Retype every entry in its entirety, without alteration.

########

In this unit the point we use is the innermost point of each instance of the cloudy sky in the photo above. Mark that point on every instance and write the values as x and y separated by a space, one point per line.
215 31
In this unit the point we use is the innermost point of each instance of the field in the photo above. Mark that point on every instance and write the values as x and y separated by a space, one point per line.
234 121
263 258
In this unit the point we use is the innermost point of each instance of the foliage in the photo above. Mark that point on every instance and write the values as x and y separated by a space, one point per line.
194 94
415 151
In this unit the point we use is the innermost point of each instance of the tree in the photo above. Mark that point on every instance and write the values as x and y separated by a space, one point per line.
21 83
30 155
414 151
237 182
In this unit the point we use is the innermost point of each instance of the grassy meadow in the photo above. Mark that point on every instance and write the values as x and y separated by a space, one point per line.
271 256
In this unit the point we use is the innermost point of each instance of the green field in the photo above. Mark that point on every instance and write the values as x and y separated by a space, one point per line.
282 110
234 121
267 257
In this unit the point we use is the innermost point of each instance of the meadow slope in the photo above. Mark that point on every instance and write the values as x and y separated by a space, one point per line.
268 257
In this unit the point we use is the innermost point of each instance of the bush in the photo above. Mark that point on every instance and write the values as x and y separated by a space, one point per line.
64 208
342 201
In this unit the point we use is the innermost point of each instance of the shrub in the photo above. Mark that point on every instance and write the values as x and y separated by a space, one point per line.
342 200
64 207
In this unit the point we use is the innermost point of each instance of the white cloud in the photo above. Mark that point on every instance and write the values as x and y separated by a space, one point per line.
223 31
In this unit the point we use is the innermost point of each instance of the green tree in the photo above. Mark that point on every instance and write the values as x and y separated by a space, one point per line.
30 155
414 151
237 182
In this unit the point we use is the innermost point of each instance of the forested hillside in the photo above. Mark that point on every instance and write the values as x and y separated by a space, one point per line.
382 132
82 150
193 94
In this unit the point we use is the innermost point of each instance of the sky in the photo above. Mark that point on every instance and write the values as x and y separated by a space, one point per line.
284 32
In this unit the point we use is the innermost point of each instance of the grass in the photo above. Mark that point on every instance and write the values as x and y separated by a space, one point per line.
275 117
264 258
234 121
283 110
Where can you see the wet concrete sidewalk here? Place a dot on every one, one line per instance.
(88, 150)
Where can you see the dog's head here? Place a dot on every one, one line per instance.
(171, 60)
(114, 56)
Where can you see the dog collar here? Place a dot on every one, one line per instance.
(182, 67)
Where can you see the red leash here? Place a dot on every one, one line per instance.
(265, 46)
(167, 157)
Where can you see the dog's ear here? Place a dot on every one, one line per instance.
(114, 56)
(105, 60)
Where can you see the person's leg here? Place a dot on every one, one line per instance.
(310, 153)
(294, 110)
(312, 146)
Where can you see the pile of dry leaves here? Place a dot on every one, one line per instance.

########

RESPONSE:
In this unit the point we use is the innermost point of each instance of the cloudy sky in the photo above. Mark that point on every instance and write the values as x and y separated by a space, one point per line.
215 31
In this unit the point we use is the innermost point of each instance of the field in the photo above. Mark that point on every instance and write the values as x and y separated by a space, one point per line.
234 121
263 258
In this unit the point we use is the innermost point of each instance of the foliage in the photo above. Mark that point on every instance and write the values as x and y separated by a space, one point per line.
194 94
415 151
In this unit the point we use is the innermost point of each instance of the tree in the photo above. Mark that point on every instance and write the values as x and y separated by a space, one point per line.
21 83
30 155
414 151
237 182
In this unit the point we use is the innermost point of each instance of the grassy meadow in the photo above. Mark that point on every instance and write the values as x and y separated by a space, one point per line.
271 256
In this unit the point we use is the innermost point of each instance of the green field in the photo above. Mark that point on every instance and write the values as x and y separated by a space, one point per line.
282 110
234 121
267 257
In this unit the point we use is the innermost point of each instance of the meadow slope in the photo above. Mark that point on every instance and write the values as x and y separated by a space, one point per line.
268 257
In this unit the point we use is the innermost point of each instance of the bush in the photo above. Mark that point on every instance and write the values as x and y separated by a space, one point per line.
64 208
342 201
In this unit the point we use is the innermost point of each instance of the shrub in the photo above. Mark that point on every instance and write the values as x and y separated by a space, one point per line.
342 200
64 207
In this unit the point we use is the innermost point of each instance of the white cloud in the photo above. Mark that point on every instance and write the values as x and y separated by a space, one point per line.
223 31
In this unit the point we use is the innermost point of each instance of the green tree in the photo above. Mark that point on every instance and write the values as x and y separated by a space, one point per line.
30 155
414 151
237 182
In this unit the point we use is the innermost point of each instance of the forested hillside in the photo above. Mark that point on every instance and write the values as x and y separated by a space, one point per line.
382 132
82 150
193 94
In this unit the point we use is the innermost point of each instance of the sky in the photo above. Mark that point on every instance and write the values as x and y separated by a space, one point per line.
284 32
In this unit the point we use is the innermost point of each instance of the grass in the photo above. Mark that point on every instance and write the values as x and y separated by a space, one point per line.
275 117
264 258
234 121
283 110
Where can you see the wet concrete sidewalk here? Place a dot on every one, one line per instance.
(88, 150)
Where can you see the dog's head here? Place a dot on every one, one line per instance.
(171, 60)
(114, 56)
Where can you see the dog collar here? Place a dot on every one, one line per instance.
(182, 67)
Where can you see the red leash here? Place a dot on every one, one line per instance.
(265, 46)
(167, 157)
Where can you see the dog's ear here? Place a dot on every one, one line per instance.
(114, 56)
(105, 60)
Where can you see the person's leg here? Place a dot on every one, one line per instance.
(310, 153)
(294, 110)
(312, 146)
Where can you see the pile of dry leaves here? Place a dot on every one, one line per instance.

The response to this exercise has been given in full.